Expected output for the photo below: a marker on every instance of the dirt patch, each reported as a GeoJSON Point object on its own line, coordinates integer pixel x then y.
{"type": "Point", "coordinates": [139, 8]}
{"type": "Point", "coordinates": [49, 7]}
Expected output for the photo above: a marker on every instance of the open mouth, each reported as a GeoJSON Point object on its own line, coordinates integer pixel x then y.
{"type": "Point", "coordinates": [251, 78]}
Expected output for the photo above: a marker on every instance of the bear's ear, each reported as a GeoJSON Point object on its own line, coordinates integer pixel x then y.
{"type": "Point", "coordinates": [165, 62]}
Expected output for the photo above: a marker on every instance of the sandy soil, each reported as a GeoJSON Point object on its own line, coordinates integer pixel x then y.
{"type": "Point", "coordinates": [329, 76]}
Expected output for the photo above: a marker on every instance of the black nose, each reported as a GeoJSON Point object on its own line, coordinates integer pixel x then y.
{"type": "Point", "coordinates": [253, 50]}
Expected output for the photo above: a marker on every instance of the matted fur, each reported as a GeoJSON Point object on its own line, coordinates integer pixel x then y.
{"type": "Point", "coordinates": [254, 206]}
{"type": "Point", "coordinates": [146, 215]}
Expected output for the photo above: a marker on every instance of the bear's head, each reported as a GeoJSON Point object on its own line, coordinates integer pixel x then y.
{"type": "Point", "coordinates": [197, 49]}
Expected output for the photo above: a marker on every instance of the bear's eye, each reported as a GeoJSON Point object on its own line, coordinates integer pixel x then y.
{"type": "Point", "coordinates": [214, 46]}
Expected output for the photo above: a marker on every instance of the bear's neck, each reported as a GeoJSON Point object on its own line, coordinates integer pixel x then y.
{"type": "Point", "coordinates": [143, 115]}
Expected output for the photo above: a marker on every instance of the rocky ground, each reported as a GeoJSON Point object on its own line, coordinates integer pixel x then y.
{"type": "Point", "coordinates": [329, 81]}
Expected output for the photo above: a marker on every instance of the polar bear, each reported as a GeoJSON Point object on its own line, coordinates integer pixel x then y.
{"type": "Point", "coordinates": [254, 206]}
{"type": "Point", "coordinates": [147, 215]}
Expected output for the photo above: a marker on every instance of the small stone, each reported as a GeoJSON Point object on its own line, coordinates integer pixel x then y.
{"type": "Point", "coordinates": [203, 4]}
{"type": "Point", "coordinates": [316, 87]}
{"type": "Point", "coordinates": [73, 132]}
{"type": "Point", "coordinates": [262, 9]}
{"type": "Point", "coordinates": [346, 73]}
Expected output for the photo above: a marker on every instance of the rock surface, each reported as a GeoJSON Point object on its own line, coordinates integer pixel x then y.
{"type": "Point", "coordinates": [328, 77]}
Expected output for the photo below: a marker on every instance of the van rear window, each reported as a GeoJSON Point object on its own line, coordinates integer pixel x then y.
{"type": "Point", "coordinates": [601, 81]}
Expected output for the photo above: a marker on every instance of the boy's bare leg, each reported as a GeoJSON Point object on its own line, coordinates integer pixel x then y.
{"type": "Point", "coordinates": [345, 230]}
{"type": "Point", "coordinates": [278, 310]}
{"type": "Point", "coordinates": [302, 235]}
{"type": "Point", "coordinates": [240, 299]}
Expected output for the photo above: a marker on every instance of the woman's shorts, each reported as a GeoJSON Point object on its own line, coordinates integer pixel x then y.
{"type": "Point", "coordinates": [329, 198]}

########################################

=== Exercise instructions ===
Transcribe each of the records above exactly.

=== Solution to this exercise ===
Expected output for the photo below: a marker on every instance of the dirt patch, each reported as a GeoJSON Point object on its own line, coordinates integer pixel x then y.
{"type": "Point", "coordinates": [139, 8]}
{"type": "Point", "coordinates": [49, 7]}
Expected output for the photo above: a marker on every instance of the open mouth, each reported as a GeoJSON Point object on its own line, coordinates integer pixel x then y.
{"type": "Point", "coordinates": [251, 78]}
Expected output for the photo above: a marker on every instance of the bear's ear, each reported as a GeoJSON Point object on its own line, coordinates integer pixel x then y.
{"type": "Point", "coordinates": [165, 62]}
Expected output for the photo above: a marker on every instance of the sandy soil, each reported as a GeoJSON Point object on its own line, coordinates integer pixel x then y.
{"type": "Point", "coordinates": [329, 76]}
Expected output for the photo above: a marker on every instance of the black nose, each reported as a GeoJSON Point object on its own line, coordinates integer pixel x then y.
{"type": "Point", "coordinates": [253, 50]}
Expected output for the photo above: a marker on every instance of the matted fur, each reported as a GeoJSON Point object on its own line, coordinates integer pixel x then y.
{"type": "Point", "coordinates": [254, 206]}
{"type": "Point", "coordinates": [146, 215]}
Expected output for the photo above: a marker on every instance of the bear's head, each reported as a GeoJSON Point object on its own line, coordinates integer pixel x then y.
{"type": "Point", "coordinates": [197, 49]}
Expected output for the photo above: a marker on every instance of the bear's eye, each reported as a GeoJSON Point object on its own line, coordinates integer pixel x then y.
{"type": "Point", "coordinates": [214, 46]}
Expected output for the photo above: a marker on every instance of the bear's neck, each reported as a GeoJSON Point object on its own line, coordinates integer pixel x then y.
{"type": "Point", "coordinates": [143, 115]}
Expected output for the photo above: a marker on every instance of the rocky ground, each reported as a GeoJSON Point object on its own line, coordinates integer pixel x then y.
{"type": "Point", "coordinates": [329, 81]}
Expected output for the photo above: a marker on every instance of the polar bear, each reported as a GeoJSON Point object on its own line, coordinates integer pixel x then y.
{"type": "Point", "coordinates": [254, 206]}
{"type": "Point", "coordinates": [147, 215]}
Expected output for the photo above: a marker on every instance of the small stone, each reported as a GeoJSON Point object on its own line, coordinates integer pixel x then y.
{"type": "Point", "coordinates": [203, 4]}
{"type": "Point", "coordinates": [316, 87]}
{"type": "Point", "coordinates": [73, 132]}
{"type": "Point", "coordinates": [262, 9]}
{"type": "Point", "coordinates": [346, 73]}
Expected output for the photo above: a marker on every instance of the rock surface, each reported as a GeoJSON Point object on its own line, coordinates integer pixel x then y.
{"type": "Point", "coordinates": [328, 77]}
Expected output for the photo below: a marker on every instance of the van rear window, each reported as a GeoJSON Point object on its own line, coordinates integer pixel x then y.
{"type": "Point", "coordinates": [601, 81]}
Expected output for the photo above: a marker on every instance of the boy's bare leg, each reported as a GeoJSON Point object on its own line, coordinates integer pixel x then y.
{"type": "Point", "coordinates": [345, 230]}
{"type": "Point", "coordinates": [278, 310]}
{"type": "Point", "coordinates": [302, 235]}
{"type": "Point", "coordinates": [240, 299]}
Expected output for the photo above: a marker on every instance of the woman's shorts, each reported as a GeoJSON Point object on its own line, coordinates integer pixel x then y.
{"type": "Point", "coordinates": [329, 198]}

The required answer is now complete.